*** Provided records Section Begins ***

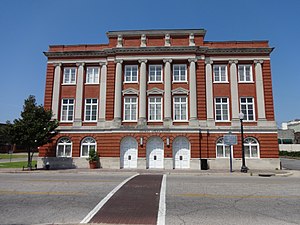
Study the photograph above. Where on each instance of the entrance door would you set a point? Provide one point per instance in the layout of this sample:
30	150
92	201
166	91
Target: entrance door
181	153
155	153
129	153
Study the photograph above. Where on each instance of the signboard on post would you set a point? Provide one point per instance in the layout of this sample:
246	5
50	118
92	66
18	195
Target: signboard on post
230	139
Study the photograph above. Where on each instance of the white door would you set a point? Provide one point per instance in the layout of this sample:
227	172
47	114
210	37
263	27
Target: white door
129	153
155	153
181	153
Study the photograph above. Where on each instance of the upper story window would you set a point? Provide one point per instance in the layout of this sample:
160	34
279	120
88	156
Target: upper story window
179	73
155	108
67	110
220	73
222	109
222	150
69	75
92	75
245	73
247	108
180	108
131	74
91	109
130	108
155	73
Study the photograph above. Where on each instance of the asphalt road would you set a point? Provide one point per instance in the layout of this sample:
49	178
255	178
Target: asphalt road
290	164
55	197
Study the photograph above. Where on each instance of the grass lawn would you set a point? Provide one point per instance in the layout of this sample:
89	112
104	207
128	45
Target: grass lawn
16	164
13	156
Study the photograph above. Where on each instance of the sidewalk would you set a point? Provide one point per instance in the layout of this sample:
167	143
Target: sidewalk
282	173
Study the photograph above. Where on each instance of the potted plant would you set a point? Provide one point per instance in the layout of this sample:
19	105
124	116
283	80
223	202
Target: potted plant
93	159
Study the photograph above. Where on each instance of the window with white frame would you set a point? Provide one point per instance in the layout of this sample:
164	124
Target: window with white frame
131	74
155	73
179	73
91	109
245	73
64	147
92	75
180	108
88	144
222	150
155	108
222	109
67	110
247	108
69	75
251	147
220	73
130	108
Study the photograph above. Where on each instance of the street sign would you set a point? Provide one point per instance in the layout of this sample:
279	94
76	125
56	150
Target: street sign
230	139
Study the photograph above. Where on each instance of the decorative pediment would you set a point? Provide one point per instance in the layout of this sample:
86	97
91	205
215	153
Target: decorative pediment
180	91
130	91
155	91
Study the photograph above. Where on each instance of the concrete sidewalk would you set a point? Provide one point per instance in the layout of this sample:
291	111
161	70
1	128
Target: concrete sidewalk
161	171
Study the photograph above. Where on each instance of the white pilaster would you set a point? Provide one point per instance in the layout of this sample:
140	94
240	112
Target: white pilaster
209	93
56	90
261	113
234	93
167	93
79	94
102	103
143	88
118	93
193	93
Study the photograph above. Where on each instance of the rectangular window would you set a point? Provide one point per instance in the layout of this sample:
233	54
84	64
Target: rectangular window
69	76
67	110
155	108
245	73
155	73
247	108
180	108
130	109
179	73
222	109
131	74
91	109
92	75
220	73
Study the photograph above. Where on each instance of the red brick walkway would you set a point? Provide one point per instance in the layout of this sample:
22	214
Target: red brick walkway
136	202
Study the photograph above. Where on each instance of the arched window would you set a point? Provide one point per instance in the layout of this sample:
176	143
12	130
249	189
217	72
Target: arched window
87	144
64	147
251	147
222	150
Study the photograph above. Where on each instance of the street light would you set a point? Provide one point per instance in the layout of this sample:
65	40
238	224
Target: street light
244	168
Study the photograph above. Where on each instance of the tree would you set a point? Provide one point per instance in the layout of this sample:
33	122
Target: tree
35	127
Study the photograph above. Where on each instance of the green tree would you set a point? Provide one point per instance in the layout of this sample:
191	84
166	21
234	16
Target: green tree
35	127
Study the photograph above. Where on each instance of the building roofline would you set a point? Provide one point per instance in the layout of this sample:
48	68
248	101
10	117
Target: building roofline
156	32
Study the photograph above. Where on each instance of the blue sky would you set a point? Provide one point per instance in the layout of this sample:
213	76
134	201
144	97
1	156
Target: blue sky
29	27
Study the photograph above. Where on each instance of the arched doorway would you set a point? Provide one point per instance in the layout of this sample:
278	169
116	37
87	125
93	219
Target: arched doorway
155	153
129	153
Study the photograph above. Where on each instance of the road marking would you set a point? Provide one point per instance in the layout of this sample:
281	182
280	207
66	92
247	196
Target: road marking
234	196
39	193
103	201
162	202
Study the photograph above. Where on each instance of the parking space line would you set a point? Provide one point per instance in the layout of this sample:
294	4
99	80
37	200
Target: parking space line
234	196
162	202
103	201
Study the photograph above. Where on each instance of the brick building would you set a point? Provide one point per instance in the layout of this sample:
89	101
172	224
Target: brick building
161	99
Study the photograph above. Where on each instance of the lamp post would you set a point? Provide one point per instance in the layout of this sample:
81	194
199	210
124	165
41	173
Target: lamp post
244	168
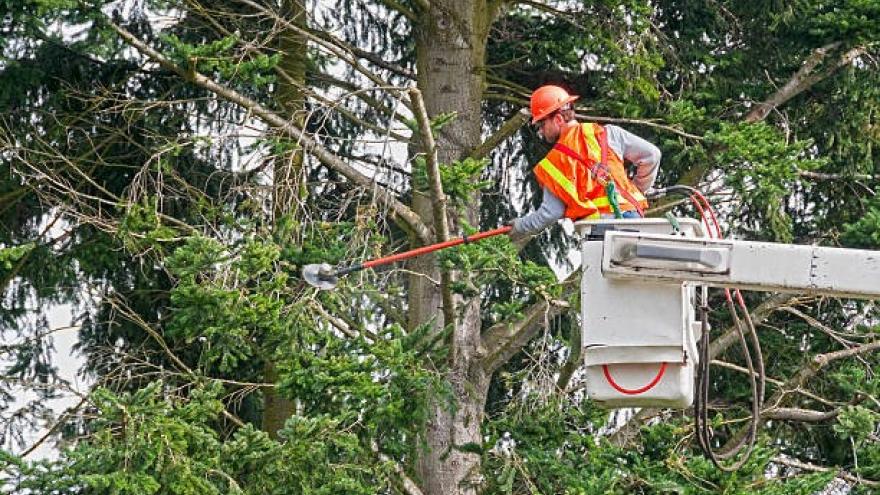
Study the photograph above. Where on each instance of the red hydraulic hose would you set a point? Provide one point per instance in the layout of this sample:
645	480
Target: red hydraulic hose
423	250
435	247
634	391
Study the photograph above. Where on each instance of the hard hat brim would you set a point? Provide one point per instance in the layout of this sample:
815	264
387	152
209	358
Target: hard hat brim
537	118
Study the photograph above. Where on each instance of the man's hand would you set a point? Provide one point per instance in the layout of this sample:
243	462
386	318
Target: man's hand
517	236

*** Provided records Section Ends ***

Work to complete: What you return must match the records exactly, apart from the images, which are omitted.

Response to the exercise:
Study the photograph above. Where on each instance of the entrance door would you set a point? Provide one point per instance in the layout of this sample:
30	150
92	201
166	91
Target: entrance door
181	153
155	153
129	153
Study the photograph above. Where on each instance of the signboard on post would you set a point? Provide one point per instance in the layout of this sample:
246	5
50	118
92	66
18	195
Target: signboard on post
230	139
Study the photograph above. Where on each instance of the white door would you set a point? Provide one point per instance in the layout of this sample:
227	172
47	114
210	37
263	27
Target: white door
129	153
155	153
181	153
Study the photograph above. Where on each instance of the upper story window would you set a point? Provide one point per instance in the layout of this sample:
160	34
279	120
88	156
Target: upper story window
179	73
155	108
67	110
220	73
222	109
222	150
69	75
92	75
245	73
247	108
180	108
131	74
91	109
130	108
155	73
Study the photograph above. Where on each instance of the asphalt road would you set a point? Provide one point per instance in the layout of this sample:
49	178
255	178
Target: asphalt road
290	164
55	197
Study the photograph above. Where on each instance of the grass lawn would you set a point? Provide one point per instance in the layout of this sample:
89	112
104	207
128	45
Target: grass lawn
16	164
13	156
Study the photograph above. Where on each instance of the sidewalk would you set a point? Provide one point per instance in the layout of this sample:
167	143
Target: sidewalk
282	173
Study the photograph above. Where on each instance of the potted plant would you set a point? Provide one point per instance in the layout of this sample:
19	105
124	116
283	80
223	202
Target: potted plant
93	159
Study the photograph above. Where on each instance of the window with white frame would you set a point? Provide one point per instance in the layout of this sample:
164	124
Target: window with white frame
131	74
155	73
179	73
91	109
245	73
64	147
92	75
180	108
88	144
222	150
155	108
222	109
67	110
247	108
69	75
251	147
220	73
130	108
Study the photograph above. Where on each instance of the street sign would you set a point? Provide one point per instance in the layout of this sample:
279	94
76	125
56	150
Target: street sign
230	139
Study the photograph above. Where on each instance of the decorative pediment would you set a point? Provide one point per instance in the layout of this sample:
86	97
91	205
215	153
Target: decorative pediment
180	91
130	91
155	91
Study the photograph above. Where on each instance of the concrete sidewalk would you set a point? Provide one point per instance in the layout of this sample:
291	111
161	70
1	128
Target: concrete sidewalk
161	171
Study the photograph above. Where on each instance of the white pilaster would you set a point? Provide one point per instance in the layout of this sample:
140	94
240	112
Target: white pilaster
209	93
56	90
261	113
234	93
167	93
79	94
102	103
143	88
118	93
193	93
Study the photograph above. Where on each instance of the rectangular window would you set a point? Provide one point per instance in the layout of this sample:
233	54
84	64
Target: rectangular window
69	76
67	110
155	108
245	73
155	73
247	108
180	108
130	109
179	73
222	109
131	74
91	109
92	75
220	73
Study the photograph above. Where on each instance of the red brick walkway would you set a point? Provide one point per instance in the layout of this sample:
22	214
Target: red brick walkway
136	202
Study the photograph above. Where on each instance of the arched window would you set a point? Provide one point per instance in the layout of this sample:
176	143
12	130
249	189
217	72
Target: arched window
87	144
64	147
251	147
222	150
Study the photograph above. Where on each instance of the street light would you set a point? Provide one point per instance in the layout of this sample:
65	40
238	224
Target: street light
244	168
Study the photograph above. Where on each instance of the tree would you set a point? Provide one point per instance in the layout of this sample:
33	122
Target: tree
35	127
Study the photograph above. Where on each instance of the green tree would you set a point? Provide one point per instance in the layout of this sample:
191	84
166	21
234	16
Target: green tree
35	127
Study the photograph above. Where on each instance of the building roofline would you set a point? Provide one point per instance in the layout of this sample:
48	68
248	101
10	117
Target: building roofline
156	32
Study the photograph above. Where on each instance of the blue sky would you set a point? Provide one point per instance in the layout of this sample:
213	76
134	201
144	97
1	156
Target: blue sky
29	27
Study the photograph above. Where on each instance of the arched doorway would you set a point? Provide one point per instance in the layout of this sample:
278	169
116	37
87	125
93	219
Target: arched doorway
155	153
129	153
Study the photograph above. Where on each instance of the road marking would you set a point? Provide one point per instance in the layout of this sample:
281	182
280	207
66	92
247	196
Target: road marking
234	196
39	193
103	201
162	202
Study the photograph above. Where on each instance of the parking space line would you set a point? Provide one point per instance in the layout of this sample:
294	4
99	80
37	200
Target: parking space line
234	196
162	202
103	201
Study the photograph above. Where on each instance of the brick building would you set a point? Provide one point per instance in the layout of this sample:
89	101
172	224
Target: brick building
161	99
Study the photograph above. Where on each instance of the lamp post would you set a point? Provide one point per instance in the layout of this sample:
81	194
199	210
124	165
41	173
Target: lamp post
244	168
Study the photograph above. Where on each instance of the red hydraulic hose would you set a point? Provide one point per instance in the layout of this sample:
645	480
Target: red hydraulic hose
423	250
435	247
634	391
Study the photograph above. Where on each instance of the hard hat brim would you set a point? Provide one point per instance in the layout of this sample:
815	264
387	152
209	358
Target: hard hat brim
537	118
Study the photograph above. Where on each instance of the man's hand would you set a point? Provide one point per instance in the layout of this sample:
243	462
386	318
Target: man's hand
517	236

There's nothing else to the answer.